**What the exercise asks:** From the first line down to the line containing "Target: whiteboard stand", print the records below exactly, leaving every picture out.

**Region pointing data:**

=====

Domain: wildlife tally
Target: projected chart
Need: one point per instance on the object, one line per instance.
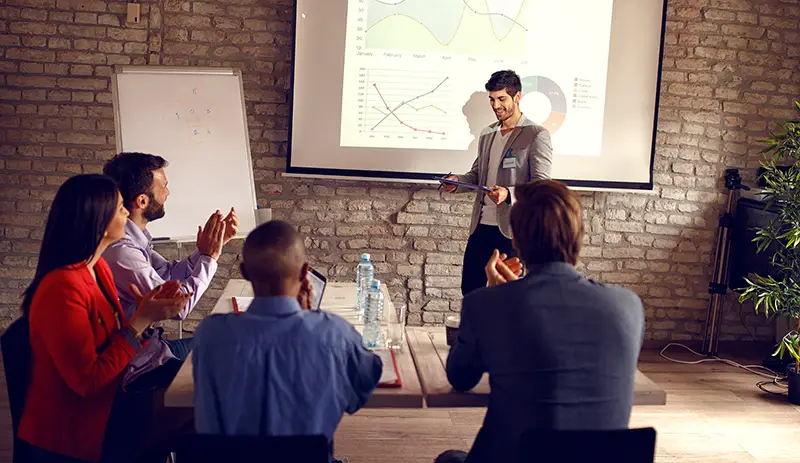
(404, 108)
(412, 104)
(551, 90)
(415, 70)
(476, 27)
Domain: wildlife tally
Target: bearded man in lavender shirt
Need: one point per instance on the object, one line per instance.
(133, 261)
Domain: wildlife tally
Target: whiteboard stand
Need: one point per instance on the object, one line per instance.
(180, 257)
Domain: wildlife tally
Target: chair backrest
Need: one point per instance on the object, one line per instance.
(620, 446)
(16, 346)
(200, 448)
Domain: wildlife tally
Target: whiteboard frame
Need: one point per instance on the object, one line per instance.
(187, 70)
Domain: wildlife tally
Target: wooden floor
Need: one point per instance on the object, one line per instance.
(714, 413)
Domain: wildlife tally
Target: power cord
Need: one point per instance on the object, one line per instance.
(774, 377)
(777, 382)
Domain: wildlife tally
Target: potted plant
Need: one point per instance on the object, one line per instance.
(779, 294)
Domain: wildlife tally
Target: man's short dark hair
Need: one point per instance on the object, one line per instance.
(272, 252)
(508, 80)
(547, 223)
(133, 172)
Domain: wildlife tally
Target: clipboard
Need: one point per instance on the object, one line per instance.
(465, 185)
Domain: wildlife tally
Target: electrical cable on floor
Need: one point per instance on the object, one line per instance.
(775, 377)
(776, 382)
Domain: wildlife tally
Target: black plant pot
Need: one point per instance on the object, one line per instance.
(794, 384)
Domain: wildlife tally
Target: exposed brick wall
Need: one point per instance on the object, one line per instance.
(730, 69)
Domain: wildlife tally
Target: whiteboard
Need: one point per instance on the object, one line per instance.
(195, 118)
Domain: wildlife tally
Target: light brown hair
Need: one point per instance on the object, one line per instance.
(547, 223)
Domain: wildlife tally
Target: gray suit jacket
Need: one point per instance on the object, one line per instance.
(530, 143)
(561, 353)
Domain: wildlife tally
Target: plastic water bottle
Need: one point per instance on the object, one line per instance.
(365, 272)
(373, 308)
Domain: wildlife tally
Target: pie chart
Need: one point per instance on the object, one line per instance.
(551, 90)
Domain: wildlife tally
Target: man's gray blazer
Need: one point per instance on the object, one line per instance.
(530, 143)
(561, 353)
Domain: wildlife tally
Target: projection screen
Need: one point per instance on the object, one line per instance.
(395, 88)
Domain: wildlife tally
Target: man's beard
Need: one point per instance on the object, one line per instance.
(154, 211)
(504, 115)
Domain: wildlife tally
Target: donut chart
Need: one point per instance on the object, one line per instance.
(558, 101)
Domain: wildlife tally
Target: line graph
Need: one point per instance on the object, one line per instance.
(404, 103)
(448, 26)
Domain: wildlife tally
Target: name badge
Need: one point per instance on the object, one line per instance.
(510, 162)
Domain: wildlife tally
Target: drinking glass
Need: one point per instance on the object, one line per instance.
(396, 329)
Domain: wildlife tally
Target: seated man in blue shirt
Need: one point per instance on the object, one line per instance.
(278, 369)
(560, 350)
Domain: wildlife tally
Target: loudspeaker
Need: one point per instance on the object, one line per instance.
(744, 259)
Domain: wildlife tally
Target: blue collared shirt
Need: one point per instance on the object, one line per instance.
(277, 370)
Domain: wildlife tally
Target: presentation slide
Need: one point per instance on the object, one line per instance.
(396, 88)
(411, 67)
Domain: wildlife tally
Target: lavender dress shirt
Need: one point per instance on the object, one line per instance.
(134, 261)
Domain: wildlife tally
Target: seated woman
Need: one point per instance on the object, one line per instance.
(81, 341)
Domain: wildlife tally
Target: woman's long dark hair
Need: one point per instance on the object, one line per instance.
(82, 209)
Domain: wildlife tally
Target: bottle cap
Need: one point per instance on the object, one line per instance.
(452, 321)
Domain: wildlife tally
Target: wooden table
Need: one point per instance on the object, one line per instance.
(338, 298)
(429, 348)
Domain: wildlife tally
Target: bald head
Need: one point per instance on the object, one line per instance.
(274, 258)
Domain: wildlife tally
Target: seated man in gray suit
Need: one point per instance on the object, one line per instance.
(560, 350)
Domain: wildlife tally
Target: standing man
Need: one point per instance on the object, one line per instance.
(512, 151)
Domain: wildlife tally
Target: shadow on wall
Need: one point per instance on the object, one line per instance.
(479, 115)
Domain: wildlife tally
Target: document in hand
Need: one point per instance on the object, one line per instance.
(465, 185)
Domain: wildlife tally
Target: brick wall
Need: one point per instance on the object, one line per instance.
(730, 69)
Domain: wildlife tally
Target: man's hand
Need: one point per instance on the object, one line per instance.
(306, 295)
(211, 238)
(498, 272)
(450, 188)
(231, 226)
(498, 194)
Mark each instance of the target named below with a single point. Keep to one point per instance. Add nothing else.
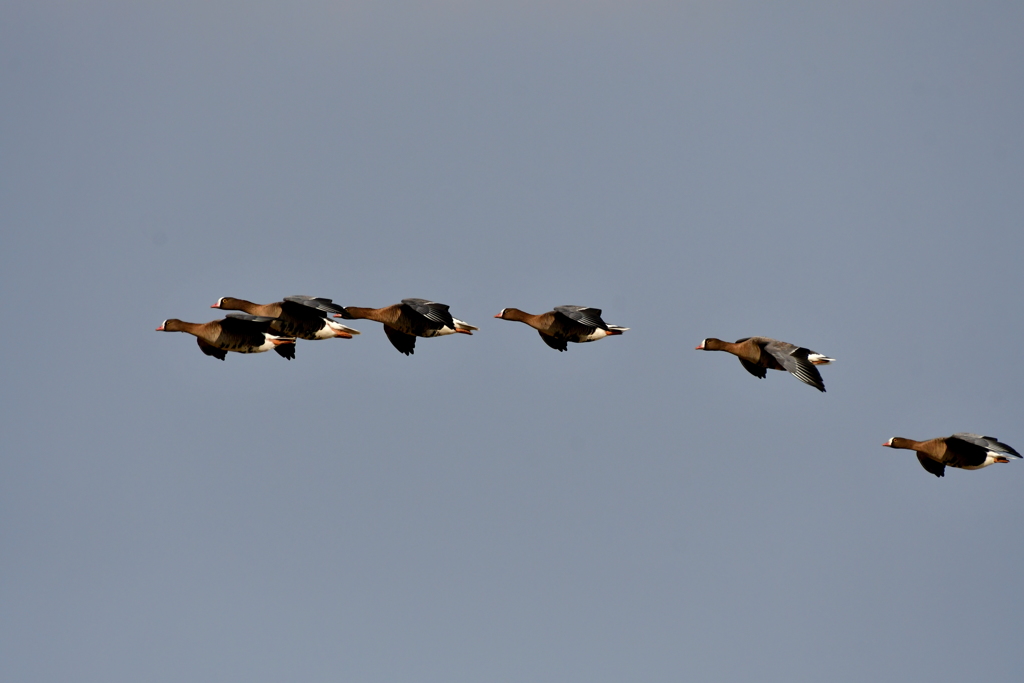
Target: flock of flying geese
(278, 326)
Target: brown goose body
(565, 324)
(759, 354)
(963, 450)
(233, 334)
(409, 319)
(301, 316)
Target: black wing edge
(211, 350)
(938, 469)
(404, 343)
(554, 342)
(753, 369)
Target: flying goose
(759, 354)
(565, 324)
(409, 319)
(242, 334)
(963, 450)
(301, 316)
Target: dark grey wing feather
(795, 360)
(936, 468)
(554, 342)
(433, 311)
(754, 369)
(249, 318)
(584, 315)
(248, 329)
(211, 350)
(316, 303)
(401, 341)
(986, 442)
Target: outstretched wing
(433, 311)
(404, 343)
(316, 303)
(936, 468)
(590, 317)
(554, 342)
(794, 358)
(986, 442)
(247, 330)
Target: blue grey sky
(845, 176)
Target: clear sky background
(845, 176)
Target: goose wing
(794, 358)
(986, 442)
(590, 317)
(315, 303)
(435, 312)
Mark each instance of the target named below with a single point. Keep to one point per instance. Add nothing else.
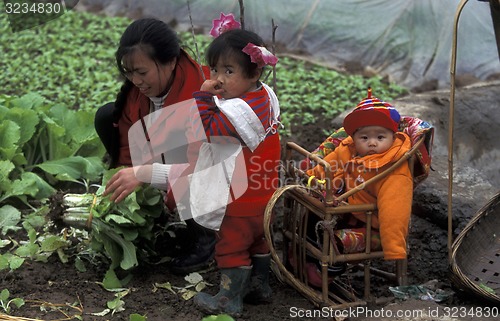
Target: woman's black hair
(231, 44)
(155, 38)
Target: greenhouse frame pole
(451, 121)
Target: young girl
(157, 74)
(233, 103)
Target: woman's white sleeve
(159, 176)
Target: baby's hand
(212, 86)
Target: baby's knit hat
(372, 111)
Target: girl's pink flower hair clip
(223, 24)
(260, 55)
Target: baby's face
(370, 140)
(231, 78)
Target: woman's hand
(122, 184)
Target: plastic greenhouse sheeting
(410, 40)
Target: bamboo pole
(451, 121)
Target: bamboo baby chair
(288, 235)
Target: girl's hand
(212, 86)
(122, 184)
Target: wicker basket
(475, 258)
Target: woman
(158, 73)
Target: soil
(57, 291)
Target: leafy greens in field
(42, 144)
(119, 230)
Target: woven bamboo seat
(475, 258)
(294, 206)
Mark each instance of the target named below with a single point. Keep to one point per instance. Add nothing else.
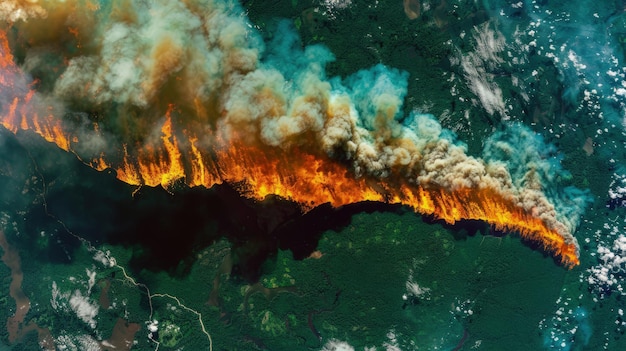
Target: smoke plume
(161, 90)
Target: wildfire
(306, 177)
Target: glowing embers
(20, 112)
(304, 175)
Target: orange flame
(307, 178)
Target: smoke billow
(122, 66)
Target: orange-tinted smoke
(303, 174)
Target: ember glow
(191, 93)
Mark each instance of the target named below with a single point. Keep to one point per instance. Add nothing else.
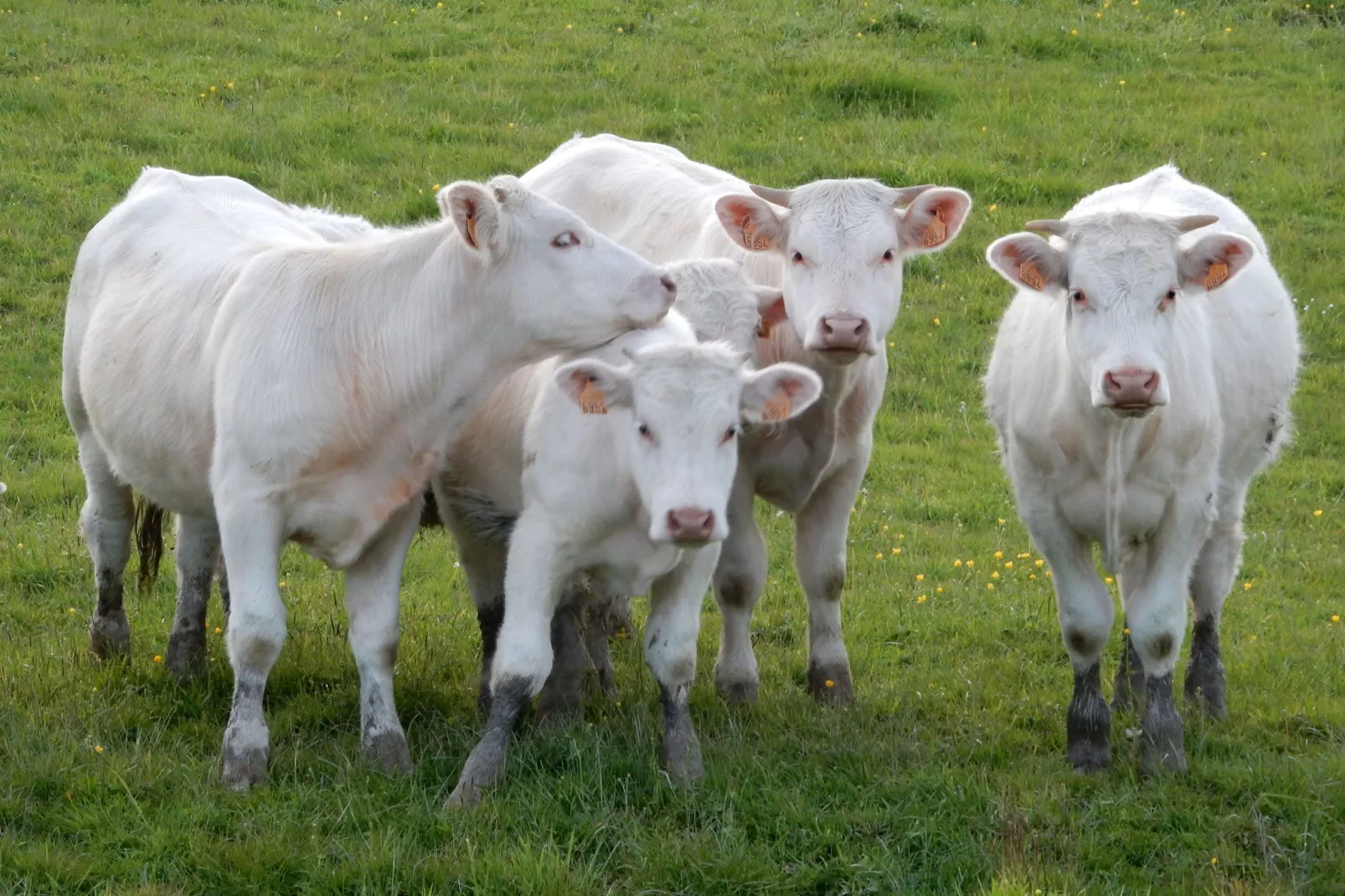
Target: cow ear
(932, 219)
(1215, 260)
(750, 222)
(771, 307)
(594, 385)
(474, 212)
(778, 393)
(1028, 261)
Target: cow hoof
(245, 767)
(388, 752)
(109, 636)
(832, 685)
(739, 693)
(681, 756)
(186, 656)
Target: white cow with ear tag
(630, 456)
(1140, 381)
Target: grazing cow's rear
(270, 385)
(1140, 379)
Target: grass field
(949, 775)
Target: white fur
(1163, 494)
(296, 376)
(655, 201)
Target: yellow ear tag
(592, 399)
(936, 230)
(776, 409)
(752, 239)
(1218, 275)
(1029, 275)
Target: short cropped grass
(949, 775)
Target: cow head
(686, 404)
(843, 244)
(723, 304)
(566, 287)
(1125, 279)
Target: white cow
(268, 385)
(836, 248)
(627, 461)
(481, 490)
(1140, 379)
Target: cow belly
(1141, 509)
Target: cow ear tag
(1218, 273)
(936, 230)
(752, 239)
(592, 399)
(1029, 275)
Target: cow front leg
(252, 540)
(373, 600)
(670, 651)
(198, 554)
(533, 581)
(819, 540)
(739, 581)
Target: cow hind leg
(106, 521)
(198, 554)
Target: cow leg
(1211, 580)
(533, 580)
(373, 600)
(1085, 615)
(739, 581)
(250, 537)
(563, 694)
(819, 538)
(198, 554)
(106, 521)
(670, 651)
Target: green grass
(949, 775)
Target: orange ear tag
(1218, 273)
(776, 409)
(592, 399)
(936, 230)
(1029, 275)
(752, 239)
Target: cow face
(843, 244)
(685, 404)
(1123, 279)
(569, 287)
(721, 304)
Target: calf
(836, 250)
(1140, 379)
(268, 386)
(628, 459)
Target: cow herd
(595, 369)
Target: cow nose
(843, 332)
(1131, 386)
(690, 523)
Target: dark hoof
(388, 752)
(681, 756)
(109, 636)
(186, 654)
(832, 685)
(737, 693)
(245, 767)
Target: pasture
(949, 775)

=====

**Response area:**
Domain: wildlife tally
Target: projected chart
Need: one point per instance on the object, one line per instance.
(404, 108)
(412, 104)
(551, 90)
(415, 70)
(476, 27)
Domain: wildlife tally
Target: bearded man in lavender shirt
Need: one point per instance on the object, one line per instance.
(133, 261)
Domain: wildlife tally
Target: whiteboard stand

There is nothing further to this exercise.